Given text:
********
From: (no name) (no email)
Date: Thu Apr 08 2010 - 06:37:14 EDT
I got caught by that already :-O
My server bounced two mails from the list (having relay_recipient_maps
set up wrongly) - and i have no idea if that was already an answer ...
So, if somebody answered to my last mail, please send it again.
:)
Sorry for that!
schrieb:
> Thank you, Noel!
>
> I got that running - mostly :)
>
> Server A (MX, SMTP: smtp.example.com) has:
>
> relay_domains = $myhostname, localhost.$mydomain, localhost,
> /etc/postfix/mydomains
> relay_transport = smtp:[smtp.example.com]
> mynetworks = [ip.ad.dr.es], ...
>
> Where /etc/postfix/mydomains lists all domains to be relayed and the
> relay_transport is the IP of Server B:
>
> Server B (IMAP, imap.example.com) has:
>
> relayhost = [smtp.example.com]
> mydestination = $myhostname, localhost.$mydomain, localhost,
> /etc/postfix/mydomains
> mynetworks = [ip.ad.dr.es], ...
>
>
> This setup works for me - beside one problem:
>
>
> The /etc/aliases of Server A will not be honored, which means that all
> mail to any of the domains will be transported to Server B, which in
> turn will bounce the mail.
********
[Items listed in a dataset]
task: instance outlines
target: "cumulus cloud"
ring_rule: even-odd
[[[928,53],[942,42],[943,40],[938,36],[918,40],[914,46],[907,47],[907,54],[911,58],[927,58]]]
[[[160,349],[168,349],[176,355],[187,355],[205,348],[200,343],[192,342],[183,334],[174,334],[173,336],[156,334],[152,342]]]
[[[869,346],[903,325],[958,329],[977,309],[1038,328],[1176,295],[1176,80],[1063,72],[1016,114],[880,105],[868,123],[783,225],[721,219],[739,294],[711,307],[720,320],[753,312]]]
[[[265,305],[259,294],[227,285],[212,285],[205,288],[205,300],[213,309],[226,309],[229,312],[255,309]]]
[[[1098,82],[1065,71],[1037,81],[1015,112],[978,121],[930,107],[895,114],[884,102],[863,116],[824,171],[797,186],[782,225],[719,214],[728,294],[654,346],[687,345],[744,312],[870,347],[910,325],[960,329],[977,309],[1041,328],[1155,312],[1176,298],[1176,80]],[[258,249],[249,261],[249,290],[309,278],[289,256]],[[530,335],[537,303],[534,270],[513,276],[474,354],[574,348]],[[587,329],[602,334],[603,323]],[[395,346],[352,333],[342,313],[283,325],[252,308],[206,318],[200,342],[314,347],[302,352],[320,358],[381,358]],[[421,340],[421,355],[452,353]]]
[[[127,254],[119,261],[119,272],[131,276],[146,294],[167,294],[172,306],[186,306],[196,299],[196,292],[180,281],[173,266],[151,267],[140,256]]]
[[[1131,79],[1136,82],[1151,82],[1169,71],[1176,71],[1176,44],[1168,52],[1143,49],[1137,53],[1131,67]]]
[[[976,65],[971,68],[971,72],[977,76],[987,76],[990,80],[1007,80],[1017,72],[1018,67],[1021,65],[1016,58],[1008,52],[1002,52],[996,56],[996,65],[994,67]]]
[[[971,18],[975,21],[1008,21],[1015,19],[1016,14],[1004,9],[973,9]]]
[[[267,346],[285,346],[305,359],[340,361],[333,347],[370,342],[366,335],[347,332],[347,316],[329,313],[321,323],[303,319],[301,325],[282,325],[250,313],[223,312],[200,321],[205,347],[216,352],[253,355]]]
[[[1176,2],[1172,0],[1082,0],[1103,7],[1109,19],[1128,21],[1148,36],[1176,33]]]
********
Complete the following:
A) Reproduce all of the records above line for line, with no changes.
B) Continue the email about the Postfix relay setup from the point where it stops.

Task responses:
A)
task: instance outlines
target: "cumulus cloud"
ring_rule: even-odd
[[[928,53],[942,42],[943,40],[938,36],[918,40],[914,46],[907,47],[907,54],[911,58],[927,58]]]
[[[160,349],[168,349],[176,355],[187,355],[205,348],[200,343],[192,342],[183,334],[174,334],[173,336],[156,334],[152,342]]]
[[[869,346],[903,325],[958,329],[977,309],[1038,328],[1176,295],[1176,80],[1063,72],[1016,114],[880,105],[868,123],[783,225],[721,219],[739,294],[711,307],[720,320],[753,312]]]
[[[265,305],[259,294],[227,285],[212,285],[205,288],[205,300],[213,309],[226,309],[229,312],[255,309]]]
[[[1098,82],[1065,71],[1037,81],[1015,112],[978,121],[930,107],[895,114],[884,102],[863,116],[824,171],[797,186],[782,225],[719,214],[728,294],[654,346],[687,345],[744,312],[870,347],[910,325],[960,329],[977,309],[1041,328],[1155,312],[1176,298],[1176,80]],[[258,249],[249,261],[249,290],[309,278],[289,256]],[[530,335],[537,303],[534,270],[513,276],[474,354],[574,348]],[[587,329],[602,334],[603,323]],[[395,346],[352,333],[342,313],[283,325],[252,308],[206,318],[200,342],[314,347],[302,352],[320,358],[381,358]],[[421,340],[421,355],[452,353]]]
[[[127,254],[119,261],[119,272],[131,276],[146,294],[167,294],[172,306],[186,306],[196,299],[196,292],[180,281],[173,266],[151,267],[140,256]]]
[[[1131,79],[1136,82],[1151,82],[1169,71],[1176,71],[1176,44],[1168,52],[1143,49],[1137,53],[1131,67]]]
[[[976,65],[971,68],[971,72],[977,76],[987,76],[990,80],[1007,80],[1017,72],[1018,67],[1021,65],[1016,58],[1008,52],[1002,52],[996,56],[996,65],[994,67]]]
[[[971,18],[975,21],[1008,21],[1015,19],[1016,14],[1004,9],[973,9]]]
[[[267,346],[285,346],[305,359],[340,361],[333,347],[370,342],[366,335],[347,332],[347,316],[329,313],[321,323],[303,319],[301,325],[282,325],[250,313],[223,312],[200,321],[205,347],[216,352],[253,355]]]
[[[1176,2],[1172,0],[1082,0],[1103,7],[1109,19],[1128,21],[1148,36],[1176,33]]]

B)
>
> I would like to let already Server A bounce those mails!
>
>
> Using a relay_recipient_maps as you wrote, seems to be the right way,
> but i cannot get it running.
>
> Like in a /etc/aliases file, i want to accept certain users for all
> domains.
>
> I tried to create the file as follows:
>
> awk -F: '{print $1}' /etc/aliases | egrep -v "^(#|$)" | awk '{print $1"@
> OK"}' | sort -u > relay_recipient_map
>
> So, for example, it contains lines like:
>
> user1@ OK
> user2@ OK
>
> But this does not work :-(
>
> I would not like to list all users for all domains, but just accept mail
> to the existing users for ALL domains (as shown in my example above).
>
> Is there a way to reach that goal?
> Or do i need to add one line for each user in every domain?
>
> Thank you!
> :)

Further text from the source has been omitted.